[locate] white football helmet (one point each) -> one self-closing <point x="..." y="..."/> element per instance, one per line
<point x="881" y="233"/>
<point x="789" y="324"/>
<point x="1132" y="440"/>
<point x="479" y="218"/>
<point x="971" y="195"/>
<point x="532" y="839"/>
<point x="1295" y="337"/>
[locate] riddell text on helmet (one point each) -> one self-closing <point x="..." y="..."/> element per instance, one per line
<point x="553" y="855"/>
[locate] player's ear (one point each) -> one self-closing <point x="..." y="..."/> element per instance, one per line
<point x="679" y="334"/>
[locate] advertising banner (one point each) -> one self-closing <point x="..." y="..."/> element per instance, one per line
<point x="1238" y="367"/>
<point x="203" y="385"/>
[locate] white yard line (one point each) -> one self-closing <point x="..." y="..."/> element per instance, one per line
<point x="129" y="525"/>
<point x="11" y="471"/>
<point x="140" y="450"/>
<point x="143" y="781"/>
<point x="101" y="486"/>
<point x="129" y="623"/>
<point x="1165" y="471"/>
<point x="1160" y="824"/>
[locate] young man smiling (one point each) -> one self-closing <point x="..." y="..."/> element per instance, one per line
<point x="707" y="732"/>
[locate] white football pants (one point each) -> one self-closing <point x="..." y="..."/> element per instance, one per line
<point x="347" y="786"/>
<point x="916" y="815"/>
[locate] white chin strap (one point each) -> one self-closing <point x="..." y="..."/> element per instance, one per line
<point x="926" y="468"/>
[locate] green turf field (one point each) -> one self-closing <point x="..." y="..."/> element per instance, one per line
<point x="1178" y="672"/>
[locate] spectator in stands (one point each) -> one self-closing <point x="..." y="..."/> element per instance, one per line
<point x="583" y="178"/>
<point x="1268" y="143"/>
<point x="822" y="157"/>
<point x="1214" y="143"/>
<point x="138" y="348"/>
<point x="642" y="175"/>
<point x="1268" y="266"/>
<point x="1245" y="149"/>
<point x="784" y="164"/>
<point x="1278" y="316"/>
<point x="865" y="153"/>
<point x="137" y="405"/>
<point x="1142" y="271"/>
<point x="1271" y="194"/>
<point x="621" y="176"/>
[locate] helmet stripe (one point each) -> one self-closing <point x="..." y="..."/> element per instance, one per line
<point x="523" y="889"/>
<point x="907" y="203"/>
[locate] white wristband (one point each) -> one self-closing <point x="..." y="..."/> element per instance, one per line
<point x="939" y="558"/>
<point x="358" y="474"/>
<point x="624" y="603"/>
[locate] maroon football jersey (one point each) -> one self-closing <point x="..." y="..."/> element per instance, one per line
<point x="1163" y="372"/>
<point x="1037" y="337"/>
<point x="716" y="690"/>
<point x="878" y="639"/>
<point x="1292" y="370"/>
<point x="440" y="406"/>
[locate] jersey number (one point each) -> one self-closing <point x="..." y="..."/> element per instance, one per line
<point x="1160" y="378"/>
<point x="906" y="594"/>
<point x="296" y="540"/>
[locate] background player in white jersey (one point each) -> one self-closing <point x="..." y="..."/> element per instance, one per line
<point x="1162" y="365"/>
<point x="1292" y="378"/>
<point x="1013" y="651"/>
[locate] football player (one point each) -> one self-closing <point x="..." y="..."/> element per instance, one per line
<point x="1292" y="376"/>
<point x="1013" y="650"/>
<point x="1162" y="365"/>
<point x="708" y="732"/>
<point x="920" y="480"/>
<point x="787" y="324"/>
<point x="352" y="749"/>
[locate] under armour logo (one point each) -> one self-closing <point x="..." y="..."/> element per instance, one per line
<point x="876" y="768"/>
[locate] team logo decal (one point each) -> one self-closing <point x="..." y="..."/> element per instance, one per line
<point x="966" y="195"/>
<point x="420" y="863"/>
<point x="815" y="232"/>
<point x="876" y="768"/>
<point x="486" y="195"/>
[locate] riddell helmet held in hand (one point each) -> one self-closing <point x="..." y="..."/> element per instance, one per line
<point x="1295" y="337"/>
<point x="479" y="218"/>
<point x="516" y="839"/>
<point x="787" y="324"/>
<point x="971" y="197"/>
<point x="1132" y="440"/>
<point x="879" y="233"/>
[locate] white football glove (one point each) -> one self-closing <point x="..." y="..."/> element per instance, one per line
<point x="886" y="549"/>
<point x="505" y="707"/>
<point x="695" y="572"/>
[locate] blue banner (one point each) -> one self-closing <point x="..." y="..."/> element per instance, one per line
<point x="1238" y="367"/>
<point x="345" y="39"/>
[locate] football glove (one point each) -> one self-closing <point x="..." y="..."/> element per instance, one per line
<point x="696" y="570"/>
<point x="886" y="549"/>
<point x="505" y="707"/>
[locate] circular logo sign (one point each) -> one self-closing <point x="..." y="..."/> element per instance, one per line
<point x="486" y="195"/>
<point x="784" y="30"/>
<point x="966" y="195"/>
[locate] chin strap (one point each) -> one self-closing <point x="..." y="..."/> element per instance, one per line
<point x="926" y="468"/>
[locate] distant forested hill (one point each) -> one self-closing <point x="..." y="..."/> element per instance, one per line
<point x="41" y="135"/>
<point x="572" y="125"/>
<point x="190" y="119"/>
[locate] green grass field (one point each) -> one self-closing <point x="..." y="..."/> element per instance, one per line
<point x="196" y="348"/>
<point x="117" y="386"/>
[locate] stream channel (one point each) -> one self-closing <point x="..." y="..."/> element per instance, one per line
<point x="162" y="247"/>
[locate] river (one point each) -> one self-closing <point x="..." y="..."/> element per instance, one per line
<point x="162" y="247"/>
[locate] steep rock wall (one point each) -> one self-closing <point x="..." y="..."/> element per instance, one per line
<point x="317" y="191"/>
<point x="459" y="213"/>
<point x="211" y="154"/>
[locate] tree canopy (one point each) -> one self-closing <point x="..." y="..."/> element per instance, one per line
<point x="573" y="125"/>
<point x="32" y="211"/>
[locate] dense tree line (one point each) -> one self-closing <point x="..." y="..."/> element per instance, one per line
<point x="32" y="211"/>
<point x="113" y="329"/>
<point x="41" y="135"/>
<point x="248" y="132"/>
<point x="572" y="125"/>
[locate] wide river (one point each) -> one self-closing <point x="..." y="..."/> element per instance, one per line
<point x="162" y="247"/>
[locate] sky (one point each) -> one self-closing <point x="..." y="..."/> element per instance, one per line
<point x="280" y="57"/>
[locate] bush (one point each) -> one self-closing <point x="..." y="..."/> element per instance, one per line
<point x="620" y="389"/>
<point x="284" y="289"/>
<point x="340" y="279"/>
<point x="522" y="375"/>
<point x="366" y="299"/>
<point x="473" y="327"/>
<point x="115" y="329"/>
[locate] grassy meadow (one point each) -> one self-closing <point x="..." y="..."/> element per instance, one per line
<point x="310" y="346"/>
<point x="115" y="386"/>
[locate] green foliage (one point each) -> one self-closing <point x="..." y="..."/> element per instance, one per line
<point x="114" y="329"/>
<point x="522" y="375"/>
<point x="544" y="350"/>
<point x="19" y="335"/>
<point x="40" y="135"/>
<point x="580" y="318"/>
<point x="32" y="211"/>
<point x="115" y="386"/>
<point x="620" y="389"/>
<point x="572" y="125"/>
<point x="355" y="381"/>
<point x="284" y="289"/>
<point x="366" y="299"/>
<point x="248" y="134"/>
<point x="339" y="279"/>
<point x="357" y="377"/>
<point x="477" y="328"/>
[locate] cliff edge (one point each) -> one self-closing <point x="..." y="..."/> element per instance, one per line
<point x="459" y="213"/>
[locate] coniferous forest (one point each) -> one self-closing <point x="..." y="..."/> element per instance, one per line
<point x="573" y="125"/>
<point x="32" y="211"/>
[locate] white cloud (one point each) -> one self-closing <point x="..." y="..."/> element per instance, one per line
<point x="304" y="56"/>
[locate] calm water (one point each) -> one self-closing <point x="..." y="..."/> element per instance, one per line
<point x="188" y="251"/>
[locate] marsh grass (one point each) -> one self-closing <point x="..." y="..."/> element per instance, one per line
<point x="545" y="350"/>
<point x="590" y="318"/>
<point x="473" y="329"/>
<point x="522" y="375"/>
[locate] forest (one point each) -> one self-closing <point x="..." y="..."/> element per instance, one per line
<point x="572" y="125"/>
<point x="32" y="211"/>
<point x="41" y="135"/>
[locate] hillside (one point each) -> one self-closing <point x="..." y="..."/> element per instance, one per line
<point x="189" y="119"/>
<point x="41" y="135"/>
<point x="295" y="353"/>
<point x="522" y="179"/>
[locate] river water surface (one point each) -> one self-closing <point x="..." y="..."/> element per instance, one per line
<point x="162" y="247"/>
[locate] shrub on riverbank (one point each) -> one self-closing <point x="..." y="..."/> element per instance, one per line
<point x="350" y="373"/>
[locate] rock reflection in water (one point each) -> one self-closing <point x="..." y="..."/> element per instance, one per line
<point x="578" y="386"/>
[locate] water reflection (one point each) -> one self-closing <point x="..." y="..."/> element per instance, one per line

-.-.-

▶ DIRECTIONS FOR THIS TASK:
Copy exactly the lines above, from the one containing "[locate] cliff edge" through the very last line.

▶ EXERCISE ANSWER:
[locate] cliff edge (one point each) -> one self-closing <point x="..." y="..."/> element per instance, one per line
<point x="459" y="213"/>
[locate] coniferous forest (one point each) -> one self-closing <point x="..." y="..."/> element per instance, one per line
<point x="573" y="125"/>
<point x="32" y="211"/>
[locate] white cloud (one point each) -> one self-closing <point x="..." y="..."/> element per instance, one per line
<point x="304" y="56"/>
[locate] calm water (one point each) -> one self-closing <point x="..." y="..."/> element per instance, one per line
<point x="188" y="251"/>
[locate] marsh grass (one point each) -> one self-closing <point x="..." y="..."/> element per instance, one per line
<point x="545" y="350"/>
<point x="590" y="318"/>
<point x="473" y="329"/>
<point x="522" y="375"/>
[locate] forest (one point each) -> one self-closing <point x="..." y="..."/> element per instance, one per line
<point x="572" y="125"/>
<point x="32" y="211"/>
<point x="41" y="135"/>
[locate] hillside (one point each) -> one self-closing <point x="..." y="..."/> element per instance, one per line
<point x="189" y="119"/>
<point x="41" y="135"/>
<point x="295" y="353"/>
<point x="522" y="179"/>
[locate] river water surface (one point each) -> one self-closing <point x="..." y="..."/> element per instance, one per line
<point x="162" y="247"/>
[locate] shrub on riverbank (one point each) -> one self-closing <point x="..." y="..."/> element per instance, one per line
<point x="350" y="373"/>
[locate] rock reflection in water (one point each) -> one self-closing <point x="..." y="..."/> element per instance, one per line
<point x="578" y="386"/>
[locate] water reflection (one point each) -> one self-closing <point x="..." y="..."/> element per instance, one per line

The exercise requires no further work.